* Stated task a: In the listing, rewrite the lines from the one containing "Task: put a dot on each instance of the beaded" through the end of the listing, replacing "instance" with "occurrence" and leaving everything else unchanged.

* Passage given:
[start]
= Threefold death =

Indo-European mythological trope

The threefold death, which is suffered by kings, heroes, and gods, is a reconstructed Proto-Indo-European theme encountered in Indic, Greek, Celtic, and Germanic mythology.

Some proponents of the trifunctional hypothesis distinguish two types of threefold deaths in Indo-European myth and ritual. In the first type of threefold death, a person dies simultaneously in three ways; hanging (or strangulation or falling from a tree), wounding, and by drowning (or poison or burning). These three deaths are foretold, and are often punishment for an offense against the three functions of Indo-European society. The second form of the threefold death is split into three distinct parts; these distinct deaths are sacrifices to three distinct gods of the three functions.

==Literary sources==
===Welsh legend===

In Welsh legend, Myrddin Wyllt (one of the sources for Merlin of Arthurian legend) is associated with threefold death. As a test of his skill, Merlin is asked to prophesy how a boy will die. He says the boy will fall from a rock. The same boy, with a change of clothes, is presented again, and Merlin prophesies that he will hang. Then, dressed in a girl's clothes, the boy is presented, and Merlin replies, "Woman or no, he will drown." As a young man, the victim falls from a rock during a hunt, is caught in a tree, and drowns hanging head down in a lake.

Myrddin Wyllt also reportedly prophesied his own death, which would happen by falling, stabbing, and drowning. This was fulfilled when a gang of jeering shepherds of King Meldred drove him off a cliff, where he was impaled on a stake left by fishermen, and died with his head below water.

===Odin===
The Norse god Odin is also associated with the threefold death. Human sacrifices to Odin were hanged from trees. Odin is said to have hanged himself and while falling, impaled himself on his spear Gungnir in order to learn the secrets of the runes.

===Ibn Fadlan's account===
The tenth-century Arab Muslim writer Ahmad ibn Fadlan produced a description of a funeral near the Volga River of a chieftain whom he identified as belonging to people he called Rūsiyyah. Scholars agree that some elements of the funeral correspond to features of funerals distinctive to the north Germanic tribes (such as burning of a ship). Ahmad ibn Fadlan describes a slave girl that, after being asked, volunteers to follow her master in death. She is prepared in many ways over several days, including being given much intoxicating drinks. She is led onboard the ship where the dead chieftain is placed. After some more rituals an old female ritual leader, referred to as the "Angel of Death", loops a rope around the slave girl's neck and while two men pulled the rope, the old woman stabbed the girl between her ribs with a knife. The ship is then set on fire with the chieftain and the slave girl on it. The slave girl is thereby strangled, stabbed, and burned; creating a threefold death.
[end]
* Stated task b: Continue the passage on the threefold death from the point where it stops.

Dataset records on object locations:
[start]
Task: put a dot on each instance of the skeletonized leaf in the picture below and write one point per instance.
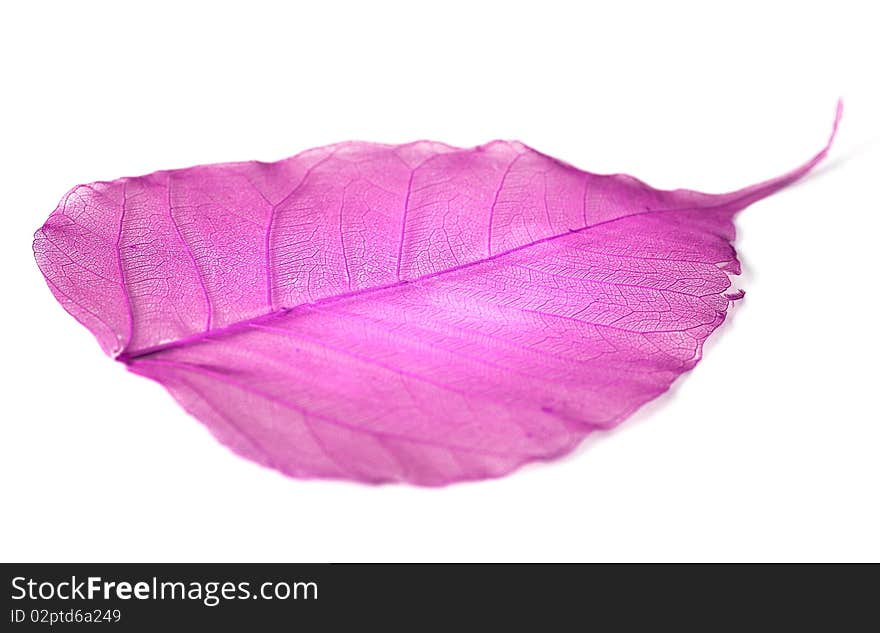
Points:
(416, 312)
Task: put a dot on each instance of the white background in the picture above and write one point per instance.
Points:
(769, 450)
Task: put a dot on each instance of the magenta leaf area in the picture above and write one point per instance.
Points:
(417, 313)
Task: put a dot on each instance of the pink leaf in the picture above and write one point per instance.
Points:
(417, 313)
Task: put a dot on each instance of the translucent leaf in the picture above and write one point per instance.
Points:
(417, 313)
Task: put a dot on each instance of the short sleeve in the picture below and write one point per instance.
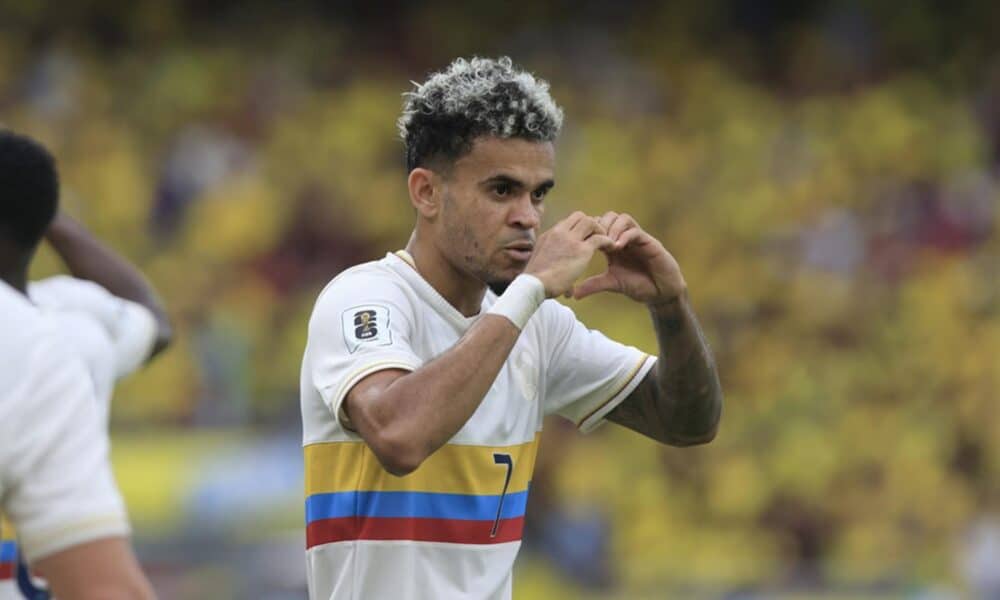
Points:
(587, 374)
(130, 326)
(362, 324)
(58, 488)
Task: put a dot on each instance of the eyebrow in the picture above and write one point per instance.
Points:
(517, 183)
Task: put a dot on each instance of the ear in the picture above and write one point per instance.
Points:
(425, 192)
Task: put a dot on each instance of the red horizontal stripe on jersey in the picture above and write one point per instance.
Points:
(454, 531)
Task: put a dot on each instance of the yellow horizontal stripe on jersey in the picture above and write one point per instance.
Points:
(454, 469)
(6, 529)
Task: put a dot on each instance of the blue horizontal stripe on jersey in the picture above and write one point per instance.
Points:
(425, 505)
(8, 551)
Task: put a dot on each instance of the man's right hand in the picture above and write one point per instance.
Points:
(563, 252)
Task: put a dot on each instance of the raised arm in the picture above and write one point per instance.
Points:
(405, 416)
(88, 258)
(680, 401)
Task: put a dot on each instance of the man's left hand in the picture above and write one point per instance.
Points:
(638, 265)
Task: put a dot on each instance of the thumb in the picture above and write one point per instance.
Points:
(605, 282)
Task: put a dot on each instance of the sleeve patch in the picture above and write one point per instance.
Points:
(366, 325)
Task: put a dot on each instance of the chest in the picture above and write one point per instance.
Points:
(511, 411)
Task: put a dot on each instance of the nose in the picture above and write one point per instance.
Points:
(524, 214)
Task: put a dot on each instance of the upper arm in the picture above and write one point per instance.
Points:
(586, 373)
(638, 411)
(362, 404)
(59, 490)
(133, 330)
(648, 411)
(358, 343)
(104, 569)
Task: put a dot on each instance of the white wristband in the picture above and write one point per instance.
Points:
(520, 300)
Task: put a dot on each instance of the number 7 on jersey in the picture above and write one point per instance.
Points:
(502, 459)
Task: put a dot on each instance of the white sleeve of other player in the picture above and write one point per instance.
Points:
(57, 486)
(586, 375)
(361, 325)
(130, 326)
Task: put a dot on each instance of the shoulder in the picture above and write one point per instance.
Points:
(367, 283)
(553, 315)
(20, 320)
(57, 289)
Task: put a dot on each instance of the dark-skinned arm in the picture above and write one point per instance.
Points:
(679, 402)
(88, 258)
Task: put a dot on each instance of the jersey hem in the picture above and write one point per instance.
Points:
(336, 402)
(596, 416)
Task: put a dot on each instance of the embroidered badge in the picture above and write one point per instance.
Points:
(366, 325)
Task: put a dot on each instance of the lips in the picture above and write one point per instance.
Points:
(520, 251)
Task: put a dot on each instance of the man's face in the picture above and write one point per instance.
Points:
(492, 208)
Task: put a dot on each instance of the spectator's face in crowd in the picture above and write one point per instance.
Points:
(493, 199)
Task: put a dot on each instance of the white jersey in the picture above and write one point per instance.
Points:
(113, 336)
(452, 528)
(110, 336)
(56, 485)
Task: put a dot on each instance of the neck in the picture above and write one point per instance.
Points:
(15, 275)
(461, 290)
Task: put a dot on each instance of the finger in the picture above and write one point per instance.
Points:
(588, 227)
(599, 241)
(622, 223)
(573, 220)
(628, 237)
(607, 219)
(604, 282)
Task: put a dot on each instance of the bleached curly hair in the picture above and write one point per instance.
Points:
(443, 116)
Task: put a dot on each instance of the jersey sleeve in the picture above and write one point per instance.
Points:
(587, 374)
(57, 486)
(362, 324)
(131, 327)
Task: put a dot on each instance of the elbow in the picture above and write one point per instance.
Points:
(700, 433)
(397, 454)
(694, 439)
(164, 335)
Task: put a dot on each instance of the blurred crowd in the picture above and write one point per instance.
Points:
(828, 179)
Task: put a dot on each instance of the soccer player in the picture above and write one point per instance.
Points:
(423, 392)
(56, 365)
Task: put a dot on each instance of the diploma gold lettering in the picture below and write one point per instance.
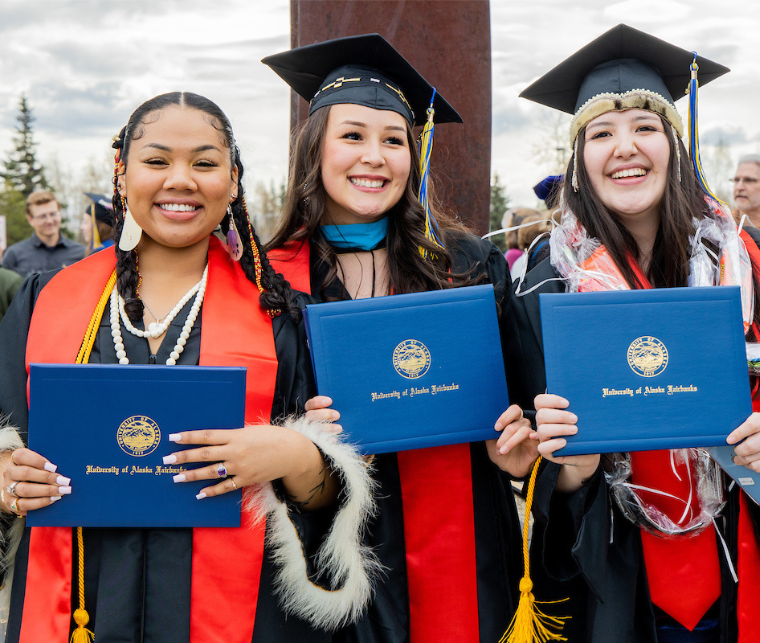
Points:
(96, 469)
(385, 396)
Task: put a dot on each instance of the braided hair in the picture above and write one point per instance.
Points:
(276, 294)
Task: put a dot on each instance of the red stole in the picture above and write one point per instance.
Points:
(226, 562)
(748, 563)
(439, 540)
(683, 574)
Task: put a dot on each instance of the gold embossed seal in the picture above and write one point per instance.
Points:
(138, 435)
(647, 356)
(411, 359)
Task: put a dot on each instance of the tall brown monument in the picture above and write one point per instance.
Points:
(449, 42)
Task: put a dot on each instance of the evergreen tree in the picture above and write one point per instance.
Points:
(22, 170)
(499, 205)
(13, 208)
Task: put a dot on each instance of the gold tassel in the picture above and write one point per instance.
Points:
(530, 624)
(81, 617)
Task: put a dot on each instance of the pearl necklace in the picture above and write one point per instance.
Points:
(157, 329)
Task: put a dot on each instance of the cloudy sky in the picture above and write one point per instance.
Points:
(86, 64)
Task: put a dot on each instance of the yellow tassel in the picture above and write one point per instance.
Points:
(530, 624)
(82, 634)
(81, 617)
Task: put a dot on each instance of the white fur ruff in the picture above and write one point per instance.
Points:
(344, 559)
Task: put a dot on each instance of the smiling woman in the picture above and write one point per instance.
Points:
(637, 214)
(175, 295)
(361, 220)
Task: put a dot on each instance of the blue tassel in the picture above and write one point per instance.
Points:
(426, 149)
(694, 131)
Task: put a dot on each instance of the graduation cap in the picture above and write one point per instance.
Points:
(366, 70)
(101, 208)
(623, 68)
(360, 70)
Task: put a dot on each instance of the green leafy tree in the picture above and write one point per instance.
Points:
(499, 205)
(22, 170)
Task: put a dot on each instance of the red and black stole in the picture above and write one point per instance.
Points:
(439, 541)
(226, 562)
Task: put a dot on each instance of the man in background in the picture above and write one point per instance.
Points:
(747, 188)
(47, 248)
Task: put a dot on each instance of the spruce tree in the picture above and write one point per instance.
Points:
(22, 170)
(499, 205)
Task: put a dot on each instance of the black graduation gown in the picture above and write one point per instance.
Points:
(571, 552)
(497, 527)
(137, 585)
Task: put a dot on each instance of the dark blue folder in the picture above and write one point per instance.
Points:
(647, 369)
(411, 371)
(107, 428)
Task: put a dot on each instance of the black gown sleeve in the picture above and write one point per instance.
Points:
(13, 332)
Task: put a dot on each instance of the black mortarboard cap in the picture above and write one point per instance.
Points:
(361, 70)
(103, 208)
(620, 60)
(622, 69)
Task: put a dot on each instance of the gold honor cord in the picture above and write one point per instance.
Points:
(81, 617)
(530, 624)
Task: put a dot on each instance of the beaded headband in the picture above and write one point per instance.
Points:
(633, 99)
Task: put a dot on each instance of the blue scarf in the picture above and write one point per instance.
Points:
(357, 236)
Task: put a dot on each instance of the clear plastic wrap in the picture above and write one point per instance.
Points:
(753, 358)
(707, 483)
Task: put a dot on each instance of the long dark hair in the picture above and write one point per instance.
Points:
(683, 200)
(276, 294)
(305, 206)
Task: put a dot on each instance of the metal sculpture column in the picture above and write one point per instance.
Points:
[end]
* Exercise response a:
Task: put a dot on each occurrence of the beaded headband in the picture above and write one point per occurrence.
Points:
(633, 99)
Task: put a dot on each occurrence of the blue scarf in the picture above and write one point per occurrence.
Points:
(357, 236)
Task: put a dot on each occurrence of the clear plastic wrap in the picture above and write one point per occurrence.
Points:
(753, 358)
(707, 483)
Task: put a dot on each occurrence of the long dark hair in the picture above and write one point per occurrence.
Points:
(683, 200)
(276, 294)
(305, 206)
Task: put a dot on each occurrence of the metal sculpture column in the picture above and write one point per occurrence.
Points:

* Exercise response b:
===Commenta Bernensia===
One of the most prominent examples of this threefold death in three separate sacrifices comes to us from Lucan. In his epic poem, Pharsalia, which relates Julius Caesar's conquest of Gaul, he describes a set of three Celtic gods who receive human sacrifices:
et quibus inmitis placatur sanguine diro/ Teutates horrensque feris altaribus Esus/ et Taranis Scythicae non mitior ara Dianae. ("To whom they appease with cruel blood, harsh Teutates, and wild, bristling Esus, and Taranis whose altar is as insatiable as that of Scythian Diana.")

One set of scholia to the Pharsalia, known as the Commenta Bernensia and dating between the 4th and 9th centuries CE, is highly important for an understanding of how these lines relate to Proto-Indo-European culture. “The later... scholiasts... elaborate on Lucan: they elicit the information that Taranis was propitiated by burning, Teutates by drowning, and Esus by means of suspending his victims from trees and ritually wounding them”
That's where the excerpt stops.